* THE PROBLEM *
List every line in the records below that has the word "field" in it.

* ENTRIES *
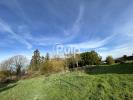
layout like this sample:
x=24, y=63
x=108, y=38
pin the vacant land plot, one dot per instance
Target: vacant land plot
x=101, y=83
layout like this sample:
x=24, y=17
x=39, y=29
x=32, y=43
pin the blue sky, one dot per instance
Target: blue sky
x=102, y=25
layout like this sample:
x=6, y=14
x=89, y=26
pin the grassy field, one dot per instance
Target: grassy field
x=100, y=83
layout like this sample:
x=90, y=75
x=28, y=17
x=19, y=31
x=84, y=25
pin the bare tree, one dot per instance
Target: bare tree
x=18, y=62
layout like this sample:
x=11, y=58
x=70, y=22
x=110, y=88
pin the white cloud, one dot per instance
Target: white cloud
x=4, y=27
x=75, y=29
x=96, y=43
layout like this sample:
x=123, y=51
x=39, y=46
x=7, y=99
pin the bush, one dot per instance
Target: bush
x=109, y=60
x=90, y=58
x=4, y=74
x=51, y=67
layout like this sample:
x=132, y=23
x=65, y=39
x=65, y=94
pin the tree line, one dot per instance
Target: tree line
x=18, y=65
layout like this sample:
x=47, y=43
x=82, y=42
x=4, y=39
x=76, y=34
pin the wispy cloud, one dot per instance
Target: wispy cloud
x=95, y=43
x=73, y=32
x=4, y=27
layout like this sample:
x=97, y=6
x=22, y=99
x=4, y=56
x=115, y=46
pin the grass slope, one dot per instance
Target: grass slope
x=102, y=83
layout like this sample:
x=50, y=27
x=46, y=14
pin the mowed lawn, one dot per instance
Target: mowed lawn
x=100, y=83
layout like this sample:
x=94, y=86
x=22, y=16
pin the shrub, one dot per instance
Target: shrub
x=90, y=58
x=109, y=60
x=46, y=67
x=4, y=74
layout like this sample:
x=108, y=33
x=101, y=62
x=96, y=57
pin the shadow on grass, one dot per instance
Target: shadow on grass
x=6, y=86
x=109, y=69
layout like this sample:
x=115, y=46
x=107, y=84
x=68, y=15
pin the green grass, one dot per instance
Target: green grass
x=101, y=83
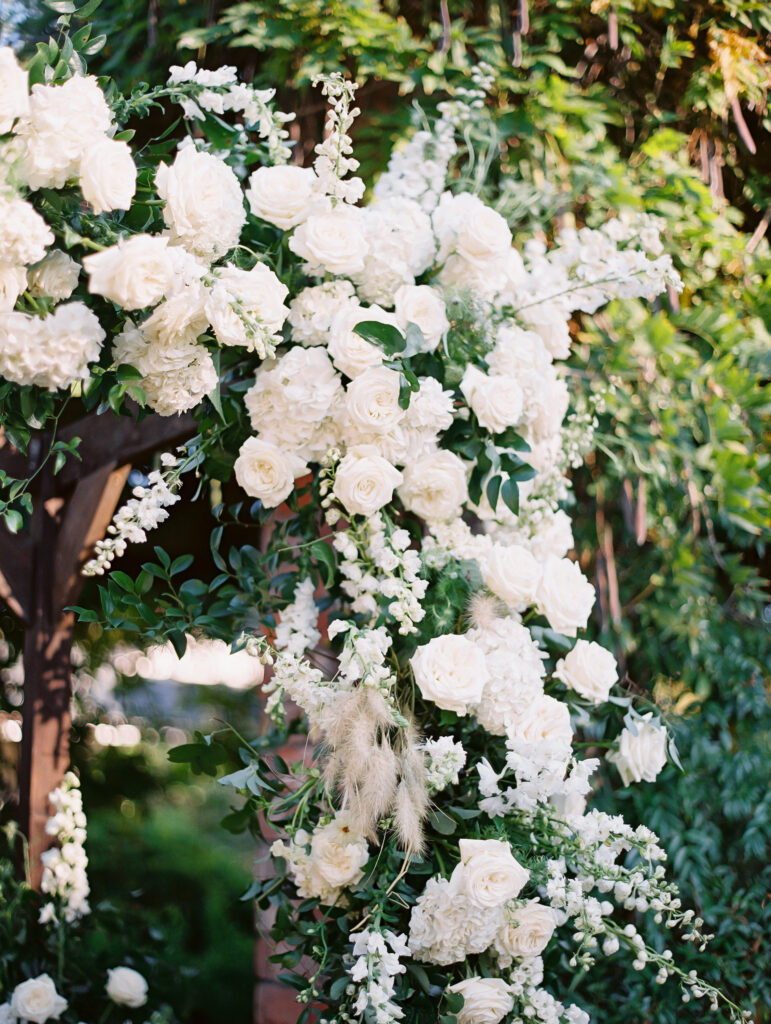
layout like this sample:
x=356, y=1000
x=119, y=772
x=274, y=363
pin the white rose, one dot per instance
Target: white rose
x=264, y=471
x=485, y=1000
x=434, y=485
x=512, y=573
x=14, y=98
x=204, y=203
x=641, y=754
x=526, y=931
x=488, y=872
x=108, y=175
x=126, y=987
x=135, y=272
x=497, y=401
x=423, y=306
x=37, y=1000
x=55, y=276
x=365, y=480
x=372, y=400
x=590, y=670
x=565, y=596
x=333, y=242
x=12, y=283
x=284, y=196
x=451, y=671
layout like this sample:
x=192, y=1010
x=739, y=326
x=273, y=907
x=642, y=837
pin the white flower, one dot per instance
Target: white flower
x=365, y=480
x=450, y=671
x=267, y=472
x=590, y=670
x=422, y=305
x=62, y=122
x=108, y=175
x=204, y=204
x=512, y=573
x=284, y=196
x=372, y=400
x=37, y=1000
x=12, y=283
x=135, y=272
x=126, y=987
x=525, y=931
x=496, y=400
x=55, y=276
x=434, y=485
x=14, y=98
x=565, y=596
x=642, y=753
x=332, y=243
x=488, y=871
x=485, y=1000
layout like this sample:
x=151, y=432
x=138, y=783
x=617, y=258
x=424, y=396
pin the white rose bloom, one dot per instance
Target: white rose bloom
x=565, y=596
x=108, y=175
x=37, y=1000
x=12, y=283
x=14, y=98
x=126, y=987
x=265, y=471
x=62, y=122
x=372, y=400
x=485, y=1000
x=525, y=932
x=488, y=871
x=24, y=233
x=135, y=272
x=55, y=276
x=365, y=480
x=310, y=314
x=497, y=401
x=204, y=203
x=284, y=196
x=332, y=243
x=512, y=573
x=642, y=754
x=451, y=672
x=590, y=670
x=434, y=486
x=350, y=353
x=422, y=305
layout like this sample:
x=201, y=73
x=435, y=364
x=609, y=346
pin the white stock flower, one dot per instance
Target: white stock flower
x=434, y=485
x=55, y=276
x=642, y=753
x=126, y=987
x=108, y=175
x=266, y=471
x=422, y=305
x=37, y=1000
x=590, y=670
x=512, y=573
x=525, y=931
x=284, y=196
x=14, y=96
x=488, y=872
x=485, y=1000
x=332, y=242
x=135, y=272
x=365, y=480
x=565, y=596
x=451, y=672
x=204, y=206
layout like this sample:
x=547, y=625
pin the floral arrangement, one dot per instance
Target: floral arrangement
x=389, y=375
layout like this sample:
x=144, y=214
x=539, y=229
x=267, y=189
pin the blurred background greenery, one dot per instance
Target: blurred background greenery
x=660, y=107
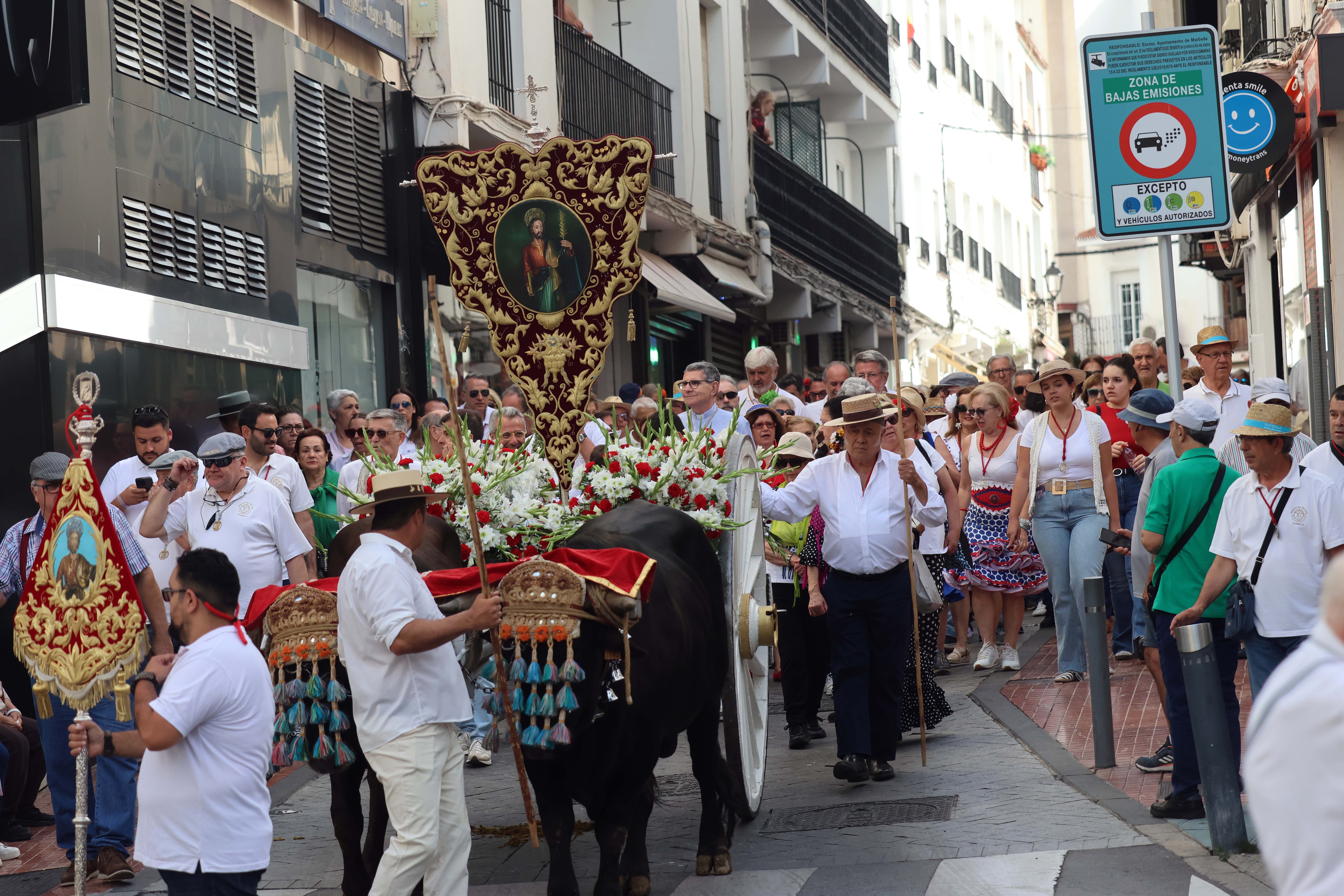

* FULL RESPONSE *
pin the grassy field, one dot per instance
Target: grassy field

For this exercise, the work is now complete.